[Saved entries]
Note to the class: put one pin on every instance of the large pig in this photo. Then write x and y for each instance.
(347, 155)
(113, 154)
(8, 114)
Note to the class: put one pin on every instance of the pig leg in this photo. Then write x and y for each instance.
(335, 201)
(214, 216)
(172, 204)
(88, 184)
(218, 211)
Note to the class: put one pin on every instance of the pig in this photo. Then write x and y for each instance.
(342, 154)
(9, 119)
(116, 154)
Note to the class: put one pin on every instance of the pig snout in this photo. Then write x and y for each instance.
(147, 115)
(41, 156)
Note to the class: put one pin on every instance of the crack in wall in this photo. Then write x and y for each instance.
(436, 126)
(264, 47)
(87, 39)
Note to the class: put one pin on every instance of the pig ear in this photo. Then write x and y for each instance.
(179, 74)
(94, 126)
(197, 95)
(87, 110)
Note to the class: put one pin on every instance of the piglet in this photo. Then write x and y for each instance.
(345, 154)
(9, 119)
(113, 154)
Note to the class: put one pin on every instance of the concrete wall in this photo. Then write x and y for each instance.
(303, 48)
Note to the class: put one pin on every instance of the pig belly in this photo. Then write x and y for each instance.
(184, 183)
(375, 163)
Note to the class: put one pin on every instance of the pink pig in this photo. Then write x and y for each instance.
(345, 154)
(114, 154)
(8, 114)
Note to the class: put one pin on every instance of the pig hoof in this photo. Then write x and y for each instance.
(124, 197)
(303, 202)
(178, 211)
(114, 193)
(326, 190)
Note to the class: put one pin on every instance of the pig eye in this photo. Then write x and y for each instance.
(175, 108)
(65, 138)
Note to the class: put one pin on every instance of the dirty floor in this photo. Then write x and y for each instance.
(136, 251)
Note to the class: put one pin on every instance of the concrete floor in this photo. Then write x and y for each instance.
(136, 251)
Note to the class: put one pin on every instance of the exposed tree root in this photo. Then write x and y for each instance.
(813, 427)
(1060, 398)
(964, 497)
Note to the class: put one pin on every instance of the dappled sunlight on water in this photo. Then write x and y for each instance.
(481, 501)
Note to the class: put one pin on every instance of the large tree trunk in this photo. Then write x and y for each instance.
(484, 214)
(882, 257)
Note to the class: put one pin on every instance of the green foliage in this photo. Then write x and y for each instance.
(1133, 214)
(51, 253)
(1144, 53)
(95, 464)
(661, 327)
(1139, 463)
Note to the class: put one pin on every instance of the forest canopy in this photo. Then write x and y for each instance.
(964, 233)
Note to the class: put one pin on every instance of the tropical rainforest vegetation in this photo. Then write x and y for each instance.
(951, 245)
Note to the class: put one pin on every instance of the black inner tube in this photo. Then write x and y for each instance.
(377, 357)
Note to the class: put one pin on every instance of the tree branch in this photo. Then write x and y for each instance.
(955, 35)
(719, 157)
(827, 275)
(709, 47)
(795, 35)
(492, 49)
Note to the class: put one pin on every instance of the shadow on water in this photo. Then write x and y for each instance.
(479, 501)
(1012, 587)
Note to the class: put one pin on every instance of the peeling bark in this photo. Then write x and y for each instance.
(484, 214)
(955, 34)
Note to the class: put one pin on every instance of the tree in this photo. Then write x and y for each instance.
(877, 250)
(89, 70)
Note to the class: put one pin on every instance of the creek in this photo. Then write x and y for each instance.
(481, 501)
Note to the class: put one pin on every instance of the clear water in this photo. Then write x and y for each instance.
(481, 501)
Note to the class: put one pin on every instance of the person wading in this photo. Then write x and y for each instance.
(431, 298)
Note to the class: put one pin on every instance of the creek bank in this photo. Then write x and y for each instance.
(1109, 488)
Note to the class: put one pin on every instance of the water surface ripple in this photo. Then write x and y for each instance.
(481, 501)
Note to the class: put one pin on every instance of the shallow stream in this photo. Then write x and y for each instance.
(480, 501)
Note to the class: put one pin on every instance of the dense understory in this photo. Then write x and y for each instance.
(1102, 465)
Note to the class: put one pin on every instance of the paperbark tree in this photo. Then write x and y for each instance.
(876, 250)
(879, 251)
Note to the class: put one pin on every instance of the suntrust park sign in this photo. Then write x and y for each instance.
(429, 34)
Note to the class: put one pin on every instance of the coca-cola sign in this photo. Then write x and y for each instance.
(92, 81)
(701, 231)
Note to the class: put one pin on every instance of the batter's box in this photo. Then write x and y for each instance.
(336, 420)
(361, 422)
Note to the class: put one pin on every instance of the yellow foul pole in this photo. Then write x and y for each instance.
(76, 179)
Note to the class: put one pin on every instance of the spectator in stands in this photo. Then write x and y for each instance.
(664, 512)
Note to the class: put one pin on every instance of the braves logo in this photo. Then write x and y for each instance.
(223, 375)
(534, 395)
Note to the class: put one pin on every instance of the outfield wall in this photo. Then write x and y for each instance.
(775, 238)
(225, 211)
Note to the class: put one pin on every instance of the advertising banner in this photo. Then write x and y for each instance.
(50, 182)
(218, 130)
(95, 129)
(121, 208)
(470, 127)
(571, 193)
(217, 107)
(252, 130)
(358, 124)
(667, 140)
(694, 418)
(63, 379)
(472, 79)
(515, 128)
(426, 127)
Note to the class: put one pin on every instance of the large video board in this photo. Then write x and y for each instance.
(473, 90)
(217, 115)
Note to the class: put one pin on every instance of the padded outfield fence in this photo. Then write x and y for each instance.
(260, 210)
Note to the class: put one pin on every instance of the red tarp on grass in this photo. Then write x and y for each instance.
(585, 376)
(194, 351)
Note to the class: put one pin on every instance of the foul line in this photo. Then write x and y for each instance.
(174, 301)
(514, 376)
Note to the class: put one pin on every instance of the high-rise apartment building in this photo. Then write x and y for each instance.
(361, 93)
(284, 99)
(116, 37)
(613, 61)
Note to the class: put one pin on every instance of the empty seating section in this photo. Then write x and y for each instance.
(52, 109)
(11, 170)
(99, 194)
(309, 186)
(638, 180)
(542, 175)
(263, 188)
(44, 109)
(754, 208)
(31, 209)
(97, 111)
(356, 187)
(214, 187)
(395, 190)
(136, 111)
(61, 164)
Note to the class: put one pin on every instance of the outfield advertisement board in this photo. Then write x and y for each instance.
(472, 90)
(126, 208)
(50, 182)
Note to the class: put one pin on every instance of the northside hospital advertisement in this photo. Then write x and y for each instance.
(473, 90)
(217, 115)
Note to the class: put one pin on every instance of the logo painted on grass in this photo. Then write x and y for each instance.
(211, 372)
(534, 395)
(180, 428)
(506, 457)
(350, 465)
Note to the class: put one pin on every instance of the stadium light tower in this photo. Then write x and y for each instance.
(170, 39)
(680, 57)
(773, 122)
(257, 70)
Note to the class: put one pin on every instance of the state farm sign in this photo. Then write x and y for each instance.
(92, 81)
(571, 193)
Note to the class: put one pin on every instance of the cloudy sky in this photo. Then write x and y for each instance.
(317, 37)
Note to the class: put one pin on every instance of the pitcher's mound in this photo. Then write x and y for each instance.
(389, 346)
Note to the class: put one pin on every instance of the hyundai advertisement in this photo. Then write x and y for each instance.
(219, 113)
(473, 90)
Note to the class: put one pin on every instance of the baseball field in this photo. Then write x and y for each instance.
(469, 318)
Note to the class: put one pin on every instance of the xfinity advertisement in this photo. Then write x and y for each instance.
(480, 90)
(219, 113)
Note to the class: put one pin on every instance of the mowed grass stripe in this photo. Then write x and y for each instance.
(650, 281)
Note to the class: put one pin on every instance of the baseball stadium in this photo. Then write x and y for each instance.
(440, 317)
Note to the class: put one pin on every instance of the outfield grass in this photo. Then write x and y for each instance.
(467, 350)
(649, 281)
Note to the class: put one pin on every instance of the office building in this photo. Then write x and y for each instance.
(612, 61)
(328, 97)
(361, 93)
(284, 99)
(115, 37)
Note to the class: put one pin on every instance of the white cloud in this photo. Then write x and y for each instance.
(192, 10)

_AIM OF THE EXERCISE_. The lines from the one containing "of the state" through the final line of the entries above are to be printed exactly, with nothing added.

_ANSWER BOX_.
Note to the class: put one pin on every instance of the state farm sign in this photo. Then write x and y for each instance.
(92, 81)
(571, 193)
Note to the class: put one pin on every instance of the cloudy sky in this photo. Then write x and y for each instance.
(317, 37)
Note to the class: put one pin on every instance of the pitcher's mound in this photo. Then write x and y for each instance.
(389, 346)
Note to the class: put one pin on every instance of the hyundai advertisement in this photo. Then write x and y for each instance.
(219, 113)
(473, 90)
Note to the class: put one pin on every instance of the baseball field in this photo. Then write x and y for each instance.
(469, 318)
Note to the class: put one pin on every instance of the xfinity advertisement in this photo. Then write x and y for each instance.
(480, 90)
(219, 113)
Note to the class: put one pin on every instance of the mowed grass stripe in this photo. Then write x and y for each instance.
(650, 281)
Note to the class: put one pin on every instance of the baseball stadium in this photo. Then write x and y for each instance.
(440, 317)
Note to the class: put one pin on every instance of the outfield grass in this photo. Then write x and y for each instance.
(467, 350)
(649, 281)
Note to the class: put one pin on every instance of the office building in this photo. Then write x and y for each instance.
(612, 61)
(328, 97)
(361, 93)
(284, 99)
(115, 37)
Note to the class: put one pin on every instance of the white cloud in this photo. Then write x and y for each instance.
(192, 10)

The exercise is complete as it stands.